- [Data supplied]:
::::
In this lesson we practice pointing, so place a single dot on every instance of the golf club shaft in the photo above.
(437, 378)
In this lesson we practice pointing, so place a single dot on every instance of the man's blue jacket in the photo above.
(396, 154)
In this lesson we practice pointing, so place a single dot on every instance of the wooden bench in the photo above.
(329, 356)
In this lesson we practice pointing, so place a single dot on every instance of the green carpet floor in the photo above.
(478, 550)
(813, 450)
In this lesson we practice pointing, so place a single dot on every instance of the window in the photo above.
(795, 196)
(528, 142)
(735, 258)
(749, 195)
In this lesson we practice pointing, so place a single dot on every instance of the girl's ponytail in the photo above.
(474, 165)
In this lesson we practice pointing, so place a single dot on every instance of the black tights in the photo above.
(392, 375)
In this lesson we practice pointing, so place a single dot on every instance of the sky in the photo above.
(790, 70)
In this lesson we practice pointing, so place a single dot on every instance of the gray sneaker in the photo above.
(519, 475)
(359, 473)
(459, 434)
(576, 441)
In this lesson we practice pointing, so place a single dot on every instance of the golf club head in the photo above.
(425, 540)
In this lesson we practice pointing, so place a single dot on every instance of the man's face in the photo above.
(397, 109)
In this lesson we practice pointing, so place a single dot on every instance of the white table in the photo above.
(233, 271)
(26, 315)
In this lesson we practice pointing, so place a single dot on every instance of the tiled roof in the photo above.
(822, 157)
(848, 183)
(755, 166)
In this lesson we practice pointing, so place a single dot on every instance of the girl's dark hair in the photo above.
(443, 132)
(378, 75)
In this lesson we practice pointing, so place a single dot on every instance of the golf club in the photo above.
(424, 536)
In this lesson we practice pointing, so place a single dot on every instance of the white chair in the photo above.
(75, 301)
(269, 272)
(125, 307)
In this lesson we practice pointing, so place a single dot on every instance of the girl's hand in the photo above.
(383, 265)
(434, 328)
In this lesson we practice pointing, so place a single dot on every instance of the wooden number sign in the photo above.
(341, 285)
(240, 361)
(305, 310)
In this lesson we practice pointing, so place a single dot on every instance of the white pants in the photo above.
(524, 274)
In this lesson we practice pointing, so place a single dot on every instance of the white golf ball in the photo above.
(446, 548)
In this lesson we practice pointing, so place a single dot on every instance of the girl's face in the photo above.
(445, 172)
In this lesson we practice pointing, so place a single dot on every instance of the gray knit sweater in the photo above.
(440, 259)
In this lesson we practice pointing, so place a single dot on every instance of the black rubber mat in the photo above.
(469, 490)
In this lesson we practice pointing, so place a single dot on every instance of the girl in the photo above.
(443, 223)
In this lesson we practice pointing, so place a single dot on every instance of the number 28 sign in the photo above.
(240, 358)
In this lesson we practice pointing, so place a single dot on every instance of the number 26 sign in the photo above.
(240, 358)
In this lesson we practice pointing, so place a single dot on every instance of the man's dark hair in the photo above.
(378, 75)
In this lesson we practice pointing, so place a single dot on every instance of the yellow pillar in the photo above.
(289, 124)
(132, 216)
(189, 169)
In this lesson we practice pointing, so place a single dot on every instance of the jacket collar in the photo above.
::::
- [What to do]: Your task is to quote the listing above word for word.

- [Full answer]:
In this lesson we practice pointing, so place a single dot on every instance of the golf club shaft in the photo above.
(437, 378)
In this lesson we practice pointing, so place a single dot on every instance of the man's blue jacket in the photo above.
(396, 154)
In this lesson we practice pointing, so place a single dot on every instance of the wooden bench in the photo above.
(329, 356)
In this lesson we practice pointing, so place a single dot on every instance of the green carpet floor in the photo above.
(478, 550)
(813, 450)
In this lesson we practice pointing, so place a single dot on every instance of the window in the photo above.
(795, 196)
(528, 142)
(735, 258)
(749, 195)
In this lesson we practice pointing, so place a single dot on every instance of the girl's ponytail in the photo above.
(474, 165)
In this lesson we practice pointing, so place a single dot on every instance of the black tights in the photo above.
(392, 375)
In this lesson we practice pointing, so place a single dot on every instance of the sky in the photo above.
(790, 70)
In this lesson we practice pointing, so place a single dot on every instance of the gray sneaker in the photo above.
(519, 475)
(359, 473)
(459, 434)
(576, 441)
In this lesson we practice pointing, so place a single dot on every instance of the golf club head in the photo above.
(425, 540)
In this lesson we practice pointing, so place a single dot on every instance of the man's face in the photo above.
(397, 109)
In this lesson we practice pointing, so place a single dot on every instance of the white table in the photo above.
(233, 271)
(26, 315)
In this lesson we practice pointing, so place a single dot on every instance of the tiled roof in the photo above.
(822, 157)
(848, 183)
(755, 166)
In this lesson we practice pointing, so place a single dot on every instance of the girl's dark hair in the photo above.
(443, 132)
(378, 75)
In this lesson we practice pointing, so place a single dot on every instance of the golf club in the photo above.
(424, 536)
In this lesson we practice pointing, so place a single dot on every instance of the white chair in the photo above.
(75, 301)
(269, 272)
(125, 307)
In this lesson we practice pointing, so place a single dot on every instance of the girl's hand in the photo above.
(383, 265)
(434, 328)
In this lesson we practice pointing, so place a single dot on every instance of the wooden number sign in the photo above.
(341, 285)
(240, 361)
(305, 310)
In this lesson we practice pointing, so place a single dot on every instance of the white pants in the photo above.
(524, 274)
In this lesson we practice pointing, so place a single dot on every instance of the white golf ball in the photo above.
(446, 548)
In this lesson we practice pointing, so place a single dot on every instance of the girl's face in the photo above.
(445, 172)
In this lesson we practice pointing, so place a single dot on every instance of the gray knit sweater in the photo above.
(440, 259)
In this lesson we practice pointing, so place a single dot on every instance of the black rubber mat in the photo above.
(469, 490)
In this lesson we practice pointing, so place a single dot on every instance of the girl in the photo above.
(443, 223)
In this lesson we practice pointing, so place a single dot on every instance of the number 28 sign in the photo above.
(240, 358)
In this lesson we practice pointing, so place a single dot on every instance of the number 26 sign in the photo above.
(240, 358)
In this lesson we practice pointing, so place a single dot on every instance of the man's dark hair in the photo above.
(378, 75)
In this lesson we practice pointing, so place a single dot on every instance of the yellow pillar in the photo above.
(289, 124)
(132, 216)
(189, 169)
In this lesson we practice pointing, so place a single dot on every instance of the jacket collar in the photo above.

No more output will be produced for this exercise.